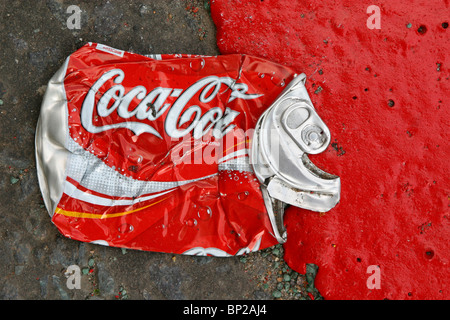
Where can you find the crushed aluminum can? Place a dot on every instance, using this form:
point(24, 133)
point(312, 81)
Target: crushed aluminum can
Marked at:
point(174, 153)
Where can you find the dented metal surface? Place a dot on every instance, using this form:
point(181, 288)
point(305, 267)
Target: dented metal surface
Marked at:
point(284, 136)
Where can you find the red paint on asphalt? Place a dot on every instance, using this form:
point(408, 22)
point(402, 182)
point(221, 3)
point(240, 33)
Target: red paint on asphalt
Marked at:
point(384, 94)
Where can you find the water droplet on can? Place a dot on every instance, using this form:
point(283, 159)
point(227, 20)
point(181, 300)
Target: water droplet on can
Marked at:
point(243, 195)
point(197, 64)
point(126, 228)
point(191, 222)
point(204, 213)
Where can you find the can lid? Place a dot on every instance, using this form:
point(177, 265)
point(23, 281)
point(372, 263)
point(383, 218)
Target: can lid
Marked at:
point(285, 134)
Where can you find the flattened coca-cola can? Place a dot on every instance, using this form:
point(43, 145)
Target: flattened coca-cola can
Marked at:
point(178, 153)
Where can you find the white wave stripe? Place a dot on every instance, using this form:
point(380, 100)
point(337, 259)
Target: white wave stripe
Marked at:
point(75, 193)
point(235, 154)
point(216, 252)
point(93, 174)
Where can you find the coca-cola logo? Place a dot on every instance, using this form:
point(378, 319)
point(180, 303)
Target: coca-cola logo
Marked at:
point(152, 105)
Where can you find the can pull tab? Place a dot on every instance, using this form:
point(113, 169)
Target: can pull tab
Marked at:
point(285, 134)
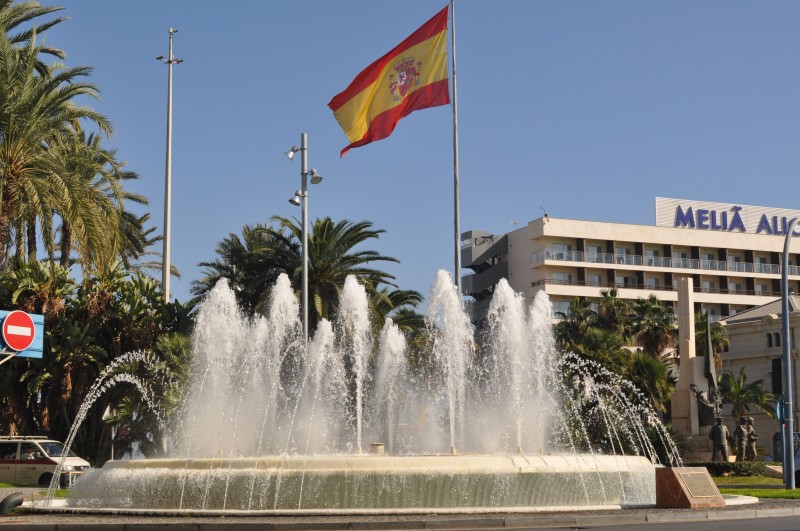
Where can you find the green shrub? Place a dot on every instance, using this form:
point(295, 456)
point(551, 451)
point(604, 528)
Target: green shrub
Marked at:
point(738, 468)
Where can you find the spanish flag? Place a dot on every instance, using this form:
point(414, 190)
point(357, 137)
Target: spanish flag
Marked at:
point(412, 76)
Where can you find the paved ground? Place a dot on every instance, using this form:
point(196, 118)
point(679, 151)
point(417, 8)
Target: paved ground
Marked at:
point(37, 521)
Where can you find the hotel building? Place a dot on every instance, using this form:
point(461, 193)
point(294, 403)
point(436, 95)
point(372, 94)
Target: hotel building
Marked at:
point(732, 252)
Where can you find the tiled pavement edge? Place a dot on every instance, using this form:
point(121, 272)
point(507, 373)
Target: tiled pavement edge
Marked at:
point(37, 521)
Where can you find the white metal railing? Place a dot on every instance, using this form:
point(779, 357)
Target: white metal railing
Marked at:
point(659, 261)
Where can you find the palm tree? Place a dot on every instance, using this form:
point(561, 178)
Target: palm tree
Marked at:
point(653, 377)
point(13, 15)
point(614, 313)
point(653, 325)
point(94, 218)
point(741, 395)
point(38, 120)
point(249, 263)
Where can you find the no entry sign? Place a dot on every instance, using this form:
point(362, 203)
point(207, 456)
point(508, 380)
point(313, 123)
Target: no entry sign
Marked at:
point(18, 330)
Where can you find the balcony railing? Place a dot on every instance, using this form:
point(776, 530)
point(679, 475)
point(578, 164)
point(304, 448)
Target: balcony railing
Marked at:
point(658, 261)
point(651, 287)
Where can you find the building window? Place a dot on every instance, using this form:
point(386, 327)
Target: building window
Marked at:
point(562, 278)
point(561, 251)
point(594, 253)
point(561, 308)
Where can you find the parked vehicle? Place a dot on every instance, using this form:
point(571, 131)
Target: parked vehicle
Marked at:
point(33, 460)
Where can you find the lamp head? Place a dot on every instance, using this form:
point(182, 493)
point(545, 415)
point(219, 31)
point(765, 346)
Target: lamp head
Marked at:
point(291, 152)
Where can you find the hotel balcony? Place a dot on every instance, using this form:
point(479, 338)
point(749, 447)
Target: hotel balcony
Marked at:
point(657, 261)
point(649, 287)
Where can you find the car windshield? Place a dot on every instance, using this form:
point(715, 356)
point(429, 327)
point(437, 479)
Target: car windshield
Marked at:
point(54, 449)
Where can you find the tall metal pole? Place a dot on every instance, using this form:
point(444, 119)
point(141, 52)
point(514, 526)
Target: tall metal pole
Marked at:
point(165, 276)
point(304, 193)
point(456, 202)
point(788, 437)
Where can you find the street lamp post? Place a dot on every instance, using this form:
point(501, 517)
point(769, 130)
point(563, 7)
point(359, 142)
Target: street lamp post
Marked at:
point(788, 436)
point(171, 60)
point(301, 198)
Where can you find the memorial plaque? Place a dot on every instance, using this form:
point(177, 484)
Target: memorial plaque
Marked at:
point(686, 487)
point(700, 485)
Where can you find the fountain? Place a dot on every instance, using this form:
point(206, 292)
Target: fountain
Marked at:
point(480, 422)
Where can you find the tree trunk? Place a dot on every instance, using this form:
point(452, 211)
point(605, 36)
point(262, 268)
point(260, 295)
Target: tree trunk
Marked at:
point(31, 240)
point(66, 244)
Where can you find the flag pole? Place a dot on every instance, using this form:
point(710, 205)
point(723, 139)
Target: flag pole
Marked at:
point(456, 205)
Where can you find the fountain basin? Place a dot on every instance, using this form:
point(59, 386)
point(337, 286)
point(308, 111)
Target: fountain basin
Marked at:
point(354, 483)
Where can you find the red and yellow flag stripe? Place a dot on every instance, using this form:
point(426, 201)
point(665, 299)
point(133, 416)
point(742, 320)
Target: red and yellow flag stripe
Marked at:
point(412, 76)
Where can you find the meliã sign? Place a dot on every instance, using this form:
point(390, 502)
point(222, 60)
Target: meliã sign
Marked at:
point(724, 217)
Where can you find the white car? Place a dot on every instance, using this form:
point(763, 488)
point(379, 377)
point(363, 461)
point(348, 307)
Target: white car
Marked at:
point(32, 461)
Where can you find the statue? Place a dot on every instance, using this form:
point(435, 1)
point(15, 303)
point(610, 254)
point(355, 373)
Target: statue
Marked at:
point(705, 409)
point(719, 437)
point(740, 436)
point(750, 452)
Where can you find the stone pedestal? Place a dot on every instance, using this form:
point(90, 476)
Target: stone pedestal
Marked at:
point(686, 488)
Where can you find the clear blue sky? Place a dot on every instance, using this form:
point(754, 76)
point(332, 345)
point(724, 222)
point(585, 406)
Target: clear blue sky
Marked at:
point(588, 109)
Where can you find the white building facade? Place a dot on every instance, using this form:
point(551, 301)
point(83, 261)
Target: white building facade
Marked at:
point(732, 252)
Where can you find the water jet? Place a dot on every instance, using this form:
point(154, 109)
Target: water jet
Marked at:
point(271, 426)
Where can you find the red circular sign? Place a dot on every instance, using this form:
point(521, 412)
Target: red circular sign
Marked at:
point(18, 330)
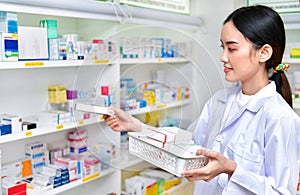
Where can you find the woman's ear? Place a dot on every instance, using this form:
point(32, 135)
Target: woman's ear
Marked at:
point(265, 53)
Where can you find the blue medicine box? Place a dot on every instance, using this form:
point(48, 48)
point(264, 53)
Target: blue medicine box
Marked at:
point(5, 129)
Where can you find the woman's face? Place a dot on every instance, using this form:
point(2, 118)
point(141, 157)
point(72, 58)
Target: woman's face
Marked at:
point(239, 57)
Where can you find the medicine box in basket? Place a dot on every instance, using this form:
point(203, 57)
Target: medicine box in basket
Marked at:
point(161, 136)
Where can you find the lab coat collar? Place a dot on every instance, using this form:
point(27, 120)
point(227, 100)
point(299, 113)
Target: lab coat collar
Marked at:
point(258, 99)
point(255, 103)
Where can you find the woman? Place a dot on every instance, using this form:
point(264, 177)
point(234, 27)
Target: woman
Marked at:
point(251, 130)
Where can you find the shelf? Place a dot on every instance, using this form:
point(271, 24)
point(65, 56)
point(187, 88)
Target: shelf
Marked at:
point(291, 20)
point(158, 107)
point(79, 123)
point(52, 64)
point(39, 132)
point(291, 60)
point(77, 183)
point(102, 11)
point(154, 60)
point(77, 63)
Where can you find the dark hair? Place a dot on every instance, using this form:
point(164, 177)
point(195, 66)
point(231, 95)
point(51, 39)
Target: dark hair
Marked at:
point(262, 25)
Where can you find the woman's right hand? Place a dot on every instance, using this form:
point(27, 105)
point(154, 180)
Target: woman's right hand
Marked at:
point(122, 121)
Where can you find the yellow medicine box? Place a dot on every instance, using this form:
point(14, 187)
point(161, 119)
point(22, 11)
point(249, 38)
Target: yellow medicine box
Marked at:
point(57, 94)
point(295, 53)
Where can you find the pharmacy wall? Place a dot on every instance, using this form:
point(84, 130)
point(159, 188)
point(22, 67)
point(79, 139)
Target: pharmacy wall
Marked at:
point(186, 78)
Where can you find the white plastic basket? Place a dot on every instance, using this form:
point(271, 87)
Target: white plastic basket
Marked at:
point(173, 158)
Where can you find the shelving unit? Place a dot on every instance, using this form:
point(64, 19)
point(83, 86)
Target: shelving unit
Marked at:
point(29, 80)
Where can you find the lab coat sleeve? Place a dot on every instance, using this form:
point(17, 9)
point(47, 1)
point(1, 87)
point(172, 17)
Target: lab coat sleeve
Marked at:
point(280, 172)
point(200, 125)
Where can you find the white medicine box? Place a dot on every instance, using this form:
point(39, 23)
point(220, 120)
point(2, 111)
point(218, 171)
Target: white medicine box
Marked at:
point(33, 43)
point(9, 47)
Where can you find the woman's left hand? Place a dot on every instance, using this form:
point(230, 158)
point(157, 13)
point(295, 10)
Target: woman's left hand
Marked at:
point(217, 164)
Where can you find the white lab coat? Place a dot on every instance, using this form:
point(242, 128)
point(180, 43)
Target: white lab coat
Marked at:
point(261, 138)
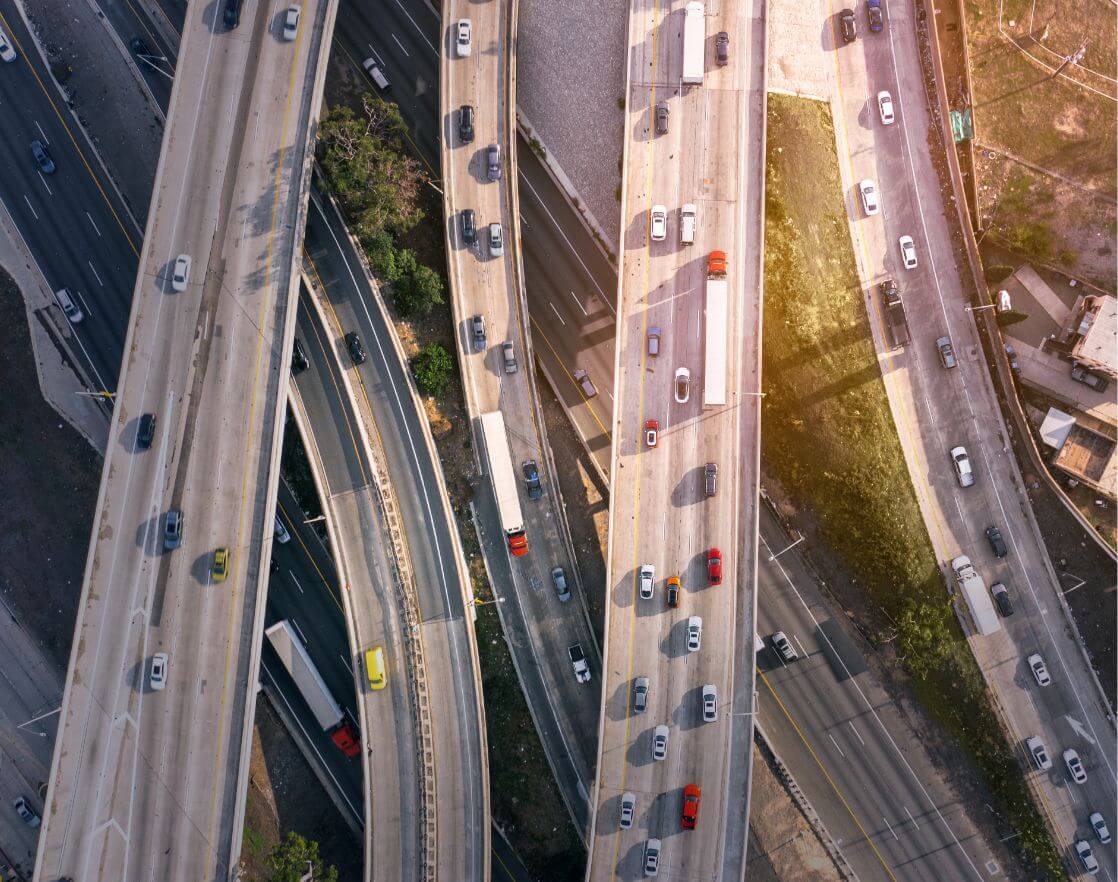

WHAT THE EXERCISE ASKS: Quote the stretch of the material from the line that contains "Where can you find the dented" through the line that contains "point(204, 213)", both ends included, with no changes.

EXPECTED ANSWER:
Where can you find the dented metal surface? Place a dot on every instance, using this form:
point(181, 288)
point(305, 267)
Target: dented metal surface
Marked at:
point(284, 136)
Where can you find the red paint on asphalt? Place a dot on every instance, using this form:
point(408, 22)
point(402, 182)
point(221, 3)
point(240, 33)
Target: red paint on asphalt
Marked at:
point(384, 94)
Where can you find the water droplet on can? Place a dot on every instance, using this form:
point(283, 159)
point(227, 20)
point(181, 300)
Target: water droplet on can
Marked at:
point(243, 195)
point(197, 64)
point(126, 228)
point(191, 222)
point(204, 213)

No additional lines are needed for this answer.